Brief – Repeat the entries exactly as they are written.

Material supplied –
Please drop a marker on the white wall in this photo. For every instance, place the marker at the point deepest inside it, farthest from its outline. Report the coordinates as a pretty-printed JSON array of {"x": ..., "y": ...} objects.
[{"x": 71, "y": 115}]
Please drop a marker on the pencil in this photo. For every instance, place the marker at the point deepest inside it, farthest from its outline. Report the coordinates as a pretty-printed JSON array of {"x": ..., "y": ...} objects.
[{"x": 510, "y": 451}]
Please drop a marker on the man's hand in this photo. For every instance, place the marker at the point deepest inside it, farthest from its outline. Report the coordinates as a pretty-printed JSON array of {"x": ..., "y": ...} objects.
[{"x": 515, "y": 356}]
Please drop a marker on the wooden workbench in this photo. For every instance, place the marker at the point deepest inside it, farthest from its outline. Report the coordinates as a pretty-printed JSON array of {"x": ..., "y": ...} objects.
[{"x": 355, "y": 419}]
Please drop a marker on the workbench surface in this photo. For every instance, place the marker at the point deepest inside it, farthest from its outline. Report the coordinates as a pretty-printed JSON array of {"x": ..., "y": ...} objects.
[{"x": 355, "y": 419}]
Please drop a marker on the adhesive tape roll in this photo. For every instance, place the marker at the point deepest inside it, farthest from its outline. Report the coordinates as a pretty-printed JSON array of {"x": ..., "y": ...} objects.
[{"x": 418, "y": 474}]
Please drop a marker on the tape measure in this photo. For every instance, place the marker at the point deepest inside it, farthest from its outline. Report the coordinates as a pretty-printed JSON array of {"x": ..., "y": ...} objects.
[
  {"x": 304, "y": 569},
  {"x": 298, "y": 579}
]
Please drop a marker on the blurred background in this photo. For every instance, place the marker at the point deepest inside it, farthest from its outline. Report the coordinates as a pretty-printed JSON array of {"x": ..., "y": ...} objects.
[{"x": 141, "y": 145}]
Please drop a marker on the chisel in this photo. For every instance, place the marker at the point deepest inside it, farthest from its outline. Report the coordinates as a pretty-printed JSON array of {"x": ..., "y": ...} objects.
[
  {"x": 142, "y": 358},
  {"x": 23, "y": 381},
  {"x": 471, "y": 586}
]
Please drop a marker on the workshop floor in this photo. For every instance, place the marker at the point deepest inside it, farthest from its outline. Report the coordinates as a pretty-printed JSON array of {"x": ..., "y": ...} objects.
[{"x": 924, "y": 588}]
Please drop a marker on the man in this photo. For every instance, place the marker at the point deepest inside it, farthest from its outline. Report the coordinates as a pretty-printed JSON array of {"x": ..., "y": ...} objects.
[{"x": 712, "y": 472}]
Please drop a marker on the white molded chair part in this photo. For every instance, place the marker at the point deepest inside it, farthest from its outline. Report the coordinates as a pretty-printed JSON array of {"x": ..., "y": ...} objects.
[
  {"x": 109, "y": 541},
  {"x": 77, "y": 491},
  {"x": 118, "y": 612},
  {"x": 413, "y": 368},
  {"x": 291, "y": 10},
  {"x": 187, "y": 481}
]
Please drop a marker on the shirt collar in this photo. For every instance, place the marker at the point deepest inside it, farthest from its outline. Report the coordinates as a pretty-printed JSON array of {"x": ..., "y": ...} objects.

Result of the task –
Please drop a marker on the white wall in this photo. For every instance, place the marker at the point deepest inside it, farthest from its outline. Report the coordinates as a pretty-printed JSON array of {"x": ..., "y": ...} objects.
[{"x": 71, "y": 115}]
Please drop a marker on the pencil in this photo. For every instance, place the marker at the point deepest inside it, farthest from its outline. Report the coordinates as a pretty-printed JSON array of {"x": ..., "y": ...} objects.
[{"x": 510, "y": 451}]
Please drop a marker on the man's hand in this photo. For every instance, place the marker at the point deepest inside it, farthest from its outline. Report the coordinates as a pretty-printed JSON array of {"x": ..., "y": ...} objects.
[{"x": 515, "y": 356}]
Please drop a marker on the wooden workbench in this photo. For every instance, place the marker at the point deepest inside it, farthest from its outline. Report the coordinates as a pretty-printed JSON array of {"x": ..., "y": ...} objects.
[{"x": 355, "y": 419}]
Please drop a marker on the workbench surface in this photo. For every instance, place the marker at the point deepest inside it, farthest from its outline. Report the coordinates as a pretty-printed JSON array of {"x": ..., "y": ...} objects.
[{"x": 355, "y": 419}]
Please drop a marker on the adhesive tape roll in this photo. For every instance, place the marker at the point deepest inside it, farthest from its outline. Report the coordinates as a pretty-printed JSON array of {"x": ..., "y": ...} objects.
[{"x": 418, "y": 474}]
Please drop a marker on the tape measure in this photo. For every instance, place the marker at the point deepest inside it, farthest from its outline. Report the coordinates as a pretty-printed JSON array of {"x": ..., "y": ...} objects.
[
  {"x": 304, "y": 569},
  {"x": 298, "y": 579}
]
Please drop a marker on the blurred background in this photo. For every instance, place the marker at the point deepest inside it, farthest from its outline. Report the coordinates as a pretty-printed JSON array of {"x": ..., "y": ...} objects.
[{"x": 141, "y": 145}]
Please drop a marker on the chisel in this photo. For every instance, place the marker at the point deepest inside it, farthest from its outline. Report the coordinates as a pretty-printed JSON array of {"x": ..., "y": ...} objects.
[
  {"x": 142, "y": 358},
  {"x": 23, "y": 381},
  {"x": 471, "y": 586}
]
Please drop a marker on the workshop floor in this photo. For every instance, place the marker at the point deepest inside it, farthest from its outline. Report the coordinates as a pretty-printed JSON array of {"x": ..., "y": ...} objects.
[{"x": 924, "y": 588}]
Please drop a marker on the man in this photo. For every instance, place the marker at the point deepest inside it, farthest from its outline. Report the coordinates as a pretty-printed JSON array of {"x": ..., "y": ...} objects.
[{"x": 712, "y": 472}]
Please drop a marker on the white molded chair part in this photo. For every instance, place the marker at the point deepest inside it, farthest from its outline. Report the coordinates as a pretty-printed JSON array of {"x": ..., "y": ...} objects.
[
  {"x": 109, "y": 541},
  {"x": 77, "y": 491},
  {"x": 118, "y": 612},
  {"x": 413, "y": 368},
  {"x": 291, "y": 10},
  {"x": 187, "y": 481}
]
Please drop a marker on the shirt collar in this photo. For every instance, place the marker at the point deepest inside it, farthest from its outline. Report the coordinates as a pretty-printed JSON array of {"x": ..., "y": ...} objects.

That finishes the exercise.